DIRECTIONS FOR THIS TASK ->
Every line below from the one containing "of the parking" through the one containing "of the windshield." must be transcribed exactly. Omit all lines outside that stretch.
* * * * * * *
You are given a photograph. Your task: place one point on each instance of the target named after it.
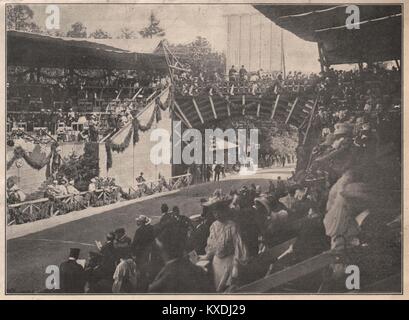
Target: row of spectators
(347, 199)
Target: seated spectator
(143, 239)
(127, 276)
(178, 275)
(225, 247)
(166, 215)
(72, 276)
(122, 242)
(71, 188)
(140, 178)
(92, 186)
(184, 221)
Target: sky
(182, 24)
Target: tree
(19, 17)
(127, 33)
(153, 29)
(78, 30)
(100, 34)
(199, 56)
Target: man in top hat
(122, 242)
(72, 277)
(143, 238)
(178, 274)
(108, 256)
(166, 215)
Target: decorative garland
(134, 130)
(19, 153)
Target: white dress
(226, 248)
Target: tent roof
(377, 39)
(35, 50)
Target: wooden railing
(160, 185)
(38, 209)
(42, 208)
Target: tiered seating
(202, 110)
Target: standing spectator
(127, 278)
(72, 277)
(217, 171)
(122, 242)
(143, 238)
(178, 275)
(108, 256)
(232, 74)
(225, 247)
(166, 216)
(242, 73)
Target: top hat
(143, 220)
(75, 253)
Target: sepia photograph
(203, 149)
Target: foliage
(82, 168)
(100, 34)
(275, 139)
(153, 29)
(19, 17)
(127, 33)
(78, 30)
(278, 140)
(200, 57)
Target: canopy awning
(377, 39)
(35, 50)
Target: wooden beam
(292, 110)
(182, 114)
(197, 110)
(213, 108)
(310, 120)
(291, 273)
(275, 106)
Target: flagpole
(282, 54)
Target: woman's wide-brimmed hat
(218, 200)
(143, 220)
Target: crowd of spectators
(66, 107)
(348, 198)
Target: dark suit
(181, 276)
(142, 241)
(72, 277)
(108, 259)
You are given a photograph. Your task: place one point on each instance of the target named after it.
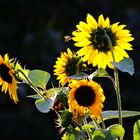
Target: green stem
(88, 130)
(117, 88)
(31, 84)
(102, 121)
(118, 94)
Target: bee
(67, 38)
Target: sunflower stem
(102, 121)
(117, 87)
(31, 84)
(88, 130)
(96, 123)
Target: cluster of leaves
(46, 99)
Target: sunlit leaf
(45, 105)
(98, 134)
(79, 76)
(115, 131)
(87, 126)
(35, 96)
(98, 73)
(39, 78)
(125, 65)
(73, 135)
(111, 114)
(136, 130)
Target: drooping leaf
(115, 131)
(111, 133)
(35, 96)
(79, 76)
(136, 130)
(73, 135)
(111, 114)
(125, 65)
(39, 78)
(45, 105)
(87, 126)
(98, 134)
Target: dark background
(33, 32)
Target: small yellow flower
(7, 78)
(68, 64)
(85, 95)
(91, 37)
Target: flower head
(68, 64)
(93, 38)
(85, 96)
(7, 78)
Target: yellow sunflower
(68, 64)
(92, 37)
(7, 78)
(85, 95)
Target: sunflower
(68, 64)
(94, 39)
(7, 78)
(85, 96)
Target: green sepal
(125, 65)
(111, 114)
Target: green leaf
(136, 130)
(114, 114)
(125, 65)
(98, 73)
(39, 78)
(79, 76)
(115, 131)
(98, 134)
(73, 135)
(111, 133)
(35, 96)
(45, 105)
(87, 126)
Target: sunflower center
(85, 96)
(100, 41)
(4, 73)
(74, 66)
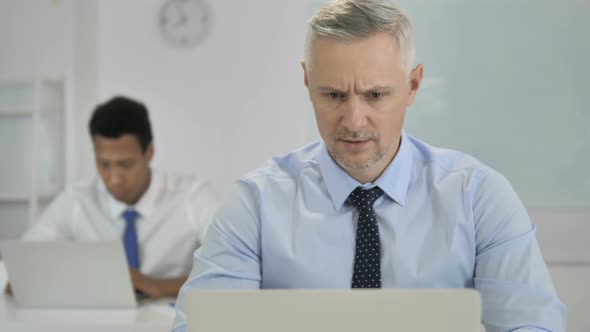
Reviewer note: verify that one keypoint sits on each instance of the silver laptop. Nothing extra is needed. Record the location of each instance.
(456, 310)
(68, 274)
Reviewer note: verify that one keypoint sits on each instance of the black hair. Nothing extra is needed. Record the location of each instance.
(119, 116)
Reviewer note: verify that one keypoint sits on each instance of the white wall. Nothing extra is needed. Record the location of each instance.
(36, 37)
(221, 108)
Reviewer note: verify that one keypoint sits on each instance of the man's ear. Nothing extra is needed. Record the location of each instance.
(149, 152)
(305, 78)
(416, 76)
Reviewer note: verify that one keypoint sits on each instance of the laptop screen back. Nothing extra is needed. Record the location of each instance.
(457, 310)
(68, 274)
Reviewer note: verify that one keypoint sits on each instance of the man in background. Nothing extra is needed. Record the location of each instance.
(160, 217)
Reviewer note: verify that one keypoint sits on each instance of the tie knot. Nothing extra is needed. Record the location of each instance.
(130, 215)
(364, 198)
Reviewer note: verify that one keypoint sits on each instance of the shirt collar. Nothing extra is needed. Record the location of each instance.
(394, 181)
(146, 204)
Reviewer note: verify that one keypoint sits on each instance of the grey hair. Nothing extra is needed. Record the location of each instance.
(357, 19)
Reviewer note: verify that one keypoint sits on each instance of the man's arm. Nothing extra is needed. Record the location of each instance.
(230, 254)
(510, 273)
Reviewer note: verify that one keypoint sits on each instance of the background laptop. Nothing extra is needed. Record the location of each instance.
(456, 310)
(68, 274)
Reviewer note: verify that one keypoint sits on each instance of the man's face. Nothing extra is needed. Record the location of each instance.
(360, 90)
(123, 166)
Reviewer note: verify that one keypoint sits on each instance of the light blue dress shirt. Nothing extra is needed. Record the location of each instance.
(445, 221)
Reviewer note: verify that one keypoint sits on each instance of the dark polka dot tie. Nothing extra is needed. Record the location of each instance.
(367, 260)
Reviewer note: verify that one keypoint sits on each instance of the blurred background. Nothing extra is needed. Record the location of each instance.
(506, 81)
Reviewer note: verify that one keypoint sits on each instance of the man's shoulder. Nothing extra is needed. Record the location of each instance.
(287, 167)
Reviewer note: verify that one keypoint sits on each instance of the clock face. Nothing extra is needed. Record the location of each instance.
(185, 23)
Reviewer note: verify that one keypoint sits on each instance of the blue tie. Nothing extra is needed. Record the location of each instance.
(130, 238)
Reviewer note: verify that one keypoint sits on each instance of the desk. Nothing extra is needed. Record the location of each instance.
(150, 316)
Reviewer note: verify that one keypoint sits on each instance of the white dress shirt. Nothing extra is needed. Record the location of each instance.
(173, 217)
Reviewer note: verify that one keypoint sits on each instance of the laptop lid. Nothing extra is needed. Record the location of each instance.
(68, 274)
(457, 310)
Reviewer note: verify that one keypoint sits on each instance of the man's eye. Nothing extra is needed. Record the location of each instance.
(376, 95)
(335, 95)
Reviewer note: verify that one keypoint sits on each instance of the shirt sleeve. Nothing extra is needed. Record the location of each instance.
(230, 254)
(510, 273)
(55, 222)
* * * * * * *
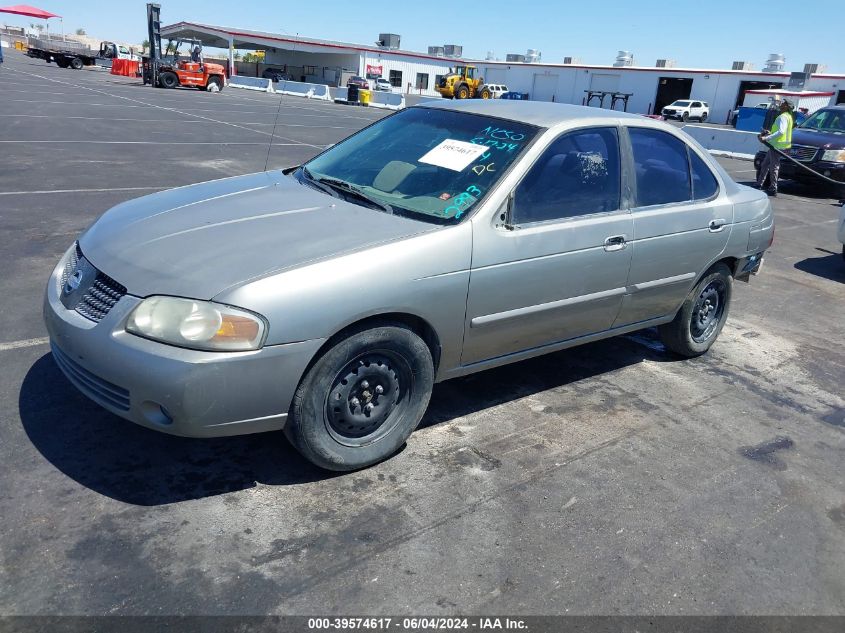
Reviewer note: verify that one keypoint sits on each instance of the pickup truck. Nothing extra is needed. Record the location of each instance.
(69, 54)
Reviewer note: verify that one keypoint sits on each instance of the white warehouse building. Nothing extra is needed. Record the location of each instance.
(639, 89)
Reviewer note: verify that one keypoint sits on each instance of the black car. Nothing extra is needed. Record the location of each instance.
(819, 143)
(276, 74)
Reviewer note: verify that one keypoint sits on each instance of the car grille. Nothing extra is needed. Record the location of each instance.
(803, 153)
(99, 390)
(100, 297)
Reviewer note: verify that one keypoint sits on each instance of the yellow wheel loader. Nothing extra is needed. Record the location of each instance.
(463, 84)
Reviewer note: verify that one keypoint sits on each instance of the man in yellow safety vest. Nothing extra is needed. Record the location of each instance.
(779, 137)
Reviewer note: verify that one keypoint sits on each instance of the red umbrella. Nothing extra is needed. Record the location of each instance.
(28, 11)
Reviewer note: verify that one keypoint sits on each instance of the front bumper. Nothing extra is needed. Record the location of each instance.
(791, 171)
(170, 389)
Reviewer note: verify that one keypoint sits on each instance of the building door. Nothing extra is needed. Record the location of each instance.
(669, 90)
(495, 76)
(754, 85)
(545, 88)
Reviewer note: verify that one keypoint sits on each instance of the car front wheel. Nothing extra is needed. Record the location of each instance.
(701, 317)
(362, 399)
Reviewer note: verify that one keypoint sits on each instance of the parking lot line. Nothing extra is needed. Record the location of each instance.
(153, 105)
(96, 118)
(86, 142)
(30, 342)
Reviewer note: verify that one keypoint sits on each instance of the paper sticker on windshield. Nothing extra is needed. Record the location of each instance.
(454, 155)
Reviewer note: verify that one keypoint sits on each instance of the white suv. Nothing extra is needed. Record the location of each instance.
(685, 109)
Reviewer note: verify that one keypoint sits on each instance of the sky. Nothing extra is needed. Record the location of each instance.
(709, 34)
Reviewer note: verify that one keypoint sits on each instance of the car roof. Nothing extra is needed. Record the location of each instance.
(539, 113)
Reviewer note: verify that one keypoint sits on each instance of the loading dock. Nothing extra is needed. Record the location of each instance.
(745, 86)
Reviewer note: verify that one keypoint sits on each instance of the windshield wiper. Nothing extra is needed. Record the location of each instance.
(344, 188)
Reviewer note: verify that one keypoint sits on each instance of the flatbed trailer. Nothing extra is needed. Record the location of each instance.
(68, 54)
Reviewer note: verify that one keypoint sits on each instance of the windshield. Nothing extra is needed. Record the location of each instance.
* * * * * * *
SOLUTION TO THE EXERCISE ->
Reviewer note: verify that one keypoint sits on each instance of the parking lot line. Nothing extra is needed. Record the location of each instance.
(153, 105)
(96, 118)
(86, 142)
(30, 342)
Reviewer note: verify that one keypoint sits on each instance of the paper sticker on windshield. Nothing extra is needed. Record the location of each instance.
(454, 155)
Reviewer note: verify that one keypoint sits on each instance of the white suv. Nothing extra is needed. Record the location of each instance.
(685, 109)
Reviewer note: verify that one keypoint sits on each instance of the sky. Nothing extra is needed. Record the location of each instance.
(709, 34)
Reviewer note: verify that one keypoint sits on each instance of the car roof. Nothing extra is needed. Record the location of each instance.
(539, 113)
Reviewer note: verify that one keypoint sits on each instance of the loading dock. Nothing extra is needed. Record the location of each instance.
(745, 86)
Reviewer note: verify that one keypoint sits on each instance of the windshield wiper. Nothing extra is needed. Record the location of each instance.
(344, 188)
Reviewer note: verify that one keypoint sits on each instance of the flatbed trailer. Nothing extra is needed. Record the location of each instance.
(68, 54)
Reviewer note: verify that one keypoint sits on each instance of the windshield. Nothing extra is needed. Record the location of each instance.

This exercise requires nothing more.